◆ TASK 1
Answer these from the diet-study comments:
(a) According to the comments, what are the DHA supplements that vegans can buy made from?
(b) What was significantly higher in both the vegetarian and vegan groups than in both the high- and moderate-meat-eater groups?
(c) Where do the comments say the researchers' data is?
◆ TASK 2
Carry on the diet-study comments after their last sentence.

◆ READING PASSAGE
And right at the beginning it says "Omnivores have a significantly higher cluster of cardiovascular risk factors compared with vegetarians." In the paper it postulates some reasons why a vegetarian might have a heart attack, mainly having to do with imbalance of omega-3 to omega-6 ratio and the ineffectiveness of vegan forms of omega-3 in foods (ALA is in vegan foods, but vegans can buy DHA supplements made from algae, who are not as cute as puppies). Only stupid vegans in fantasy raw vegan land think it's OK to be an unsupplemented vegan and this paper drives that point home. 

The homocysteine and platelet stuff may have to do with the omega imbalances in vegetarians. 

Collagen- and adenosine-50-diphosphate (ADP)-stimulated ex vivo whole blood platelet aggregation were significantly higher in both vegetarian and vegan groups than in both high- and moderate-meat-eater groups. The vegan group had a significantly higher mean platelet volume(MPV) than the high- andmoderatemeat-
eater and ovo-lacto vegetarian groups (35). Increased MPV in vegans suggests the presence of larger, activated platelets. Evidence from case control studies has indicated that an increased MPV is an independent risk factor for acute myocardial infarction (MI) (39) and for acute and/or nonacute cerebral ischemia (40).

That's an interesting study referenced and speaks to the fact that not all aspects of vegans have been studied. There are also no life-long multi-generational vegans. As science uncovers facts about how what your grandparents and parents ate affected you, this seems like a big blind spot. 

09/07/2010 - 13:53

If you read the media accounts you might think that this study is about Aktins or low-carb diets. But it's not. Because the people studied, as far as we know, weren't on such diets. Some of them just happened to eat lower carb and higher in meat, and the statisticians/idiots associated this with mortality. But were these people low carbers? For all we know they ate hot dogs from Safeway and their carb sources included twinkies and slurpies.

Here is a hint researchers: if you want to study a diet, have people actually do it. Don't try to evaluate a diet based on generalized data. Unfortunately these researchers are insulated by the fact that their data is behind a paywall.

◆ INFORMATION
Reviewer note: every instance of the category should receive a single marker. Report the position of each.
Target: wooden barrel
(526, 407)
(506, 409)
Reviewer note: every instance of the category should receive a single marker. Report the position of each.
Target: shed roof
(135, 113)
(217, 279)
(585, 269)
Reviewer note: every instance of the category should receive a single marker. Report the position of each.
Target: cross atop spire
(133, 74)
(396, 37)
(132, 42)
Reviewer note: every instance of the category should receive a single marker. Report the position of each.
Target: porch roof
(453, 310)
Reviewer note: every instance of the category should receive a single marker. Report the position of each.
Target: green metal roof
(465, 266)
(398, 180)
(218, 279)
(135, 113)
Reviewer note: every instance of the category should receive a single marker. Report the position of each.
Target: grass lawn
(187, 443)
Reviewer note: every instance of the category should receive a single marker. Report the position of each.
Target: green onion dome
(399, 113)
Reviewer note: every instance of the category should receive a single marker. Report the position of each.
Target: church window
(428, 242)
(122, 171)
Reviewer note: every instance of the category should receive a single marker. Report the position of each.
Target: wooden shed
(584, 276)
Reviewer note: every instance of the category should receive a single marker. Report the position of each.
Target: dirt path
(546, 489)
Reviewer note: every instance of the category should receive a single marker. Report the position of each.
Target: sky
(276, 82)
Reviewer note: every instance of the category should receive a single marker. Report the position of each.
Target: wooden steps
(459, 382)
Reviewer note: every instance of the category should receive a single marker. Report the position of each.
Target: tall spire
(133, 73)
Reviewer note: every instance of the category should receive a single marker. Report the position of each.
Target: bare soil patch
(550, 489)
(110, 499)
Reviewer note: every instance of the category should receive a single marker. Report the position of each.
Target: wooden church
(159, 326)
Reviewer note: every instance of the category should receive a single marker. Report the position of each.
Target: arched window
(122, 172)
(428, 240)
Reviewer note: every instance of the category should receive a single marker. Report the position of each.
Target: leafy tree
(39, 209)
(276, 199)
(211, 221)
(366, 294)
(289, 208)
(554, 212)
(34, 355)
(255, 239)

◆ TASK ANSWER 1
(a) Algae.
(b) Collagen- and adenosine-50-diphosphate (ADP)-stimulated ex vivo whole blood platelet aggregation.
(c) Behind a paywall.

◆ TASK ANSWER 2
07/12/2010 - 13:21

While I was gone, apparently The China Study received some belated smackdown. I've personally never paid much attention to that book. I took several advanced statistics classes for my degree and an epidemiology class. If I wanted to base my diet on that flawed methodology, I might be more interested. But you can hash and rehash data and it won't change the fact that epidemiology (like my own science, economics) has been responsible for crap conclusions that have not bared out in the real world. I don't think economics or epidemiology are bad and in fact I'm quite interested in them, but they are rough tools that I'm not going to use them to manage my life.

As Kurt Harris said:

This is all just epidemiology, and epidemiology is bogus. Now, I don't mean it has absolutely no value. It is good for hypothesis generation. It is almost worthless for finding the truth. It is especially worthless the way it is used by hacks like Campbell who are simply trying to sell people a book that tells them what they want to hear.

You can run all kind of analytics on that China data and maybe find some interesting hypotheses to test, but then you have to worry about the data itself. I'm not sure rural Chinese people from the 80s have much to tell us about what to eat in America now. As Denise pointed out, there are pathogens present in rural China that aren't exactly common in Brooklyn, NY.

While Denise's post is certainly very interesting, I'm alarmed that she is now working with a vegan epidemiologist, but who also is a fruit-based raw vegan. While there are several academics who have formulated scientific vegan nutrition, no conventional science supports the fruit-base raw vegan diet- it's pure quackery and lately its proponents have unfortunately been trolling paleo blogs.

Evolutionary fitness is not about epidemiology- it's applied evolutionary theory. I'll be reviewing some books in the next month about that science, but needless to say, I think it's a far better groundwork for living as a human.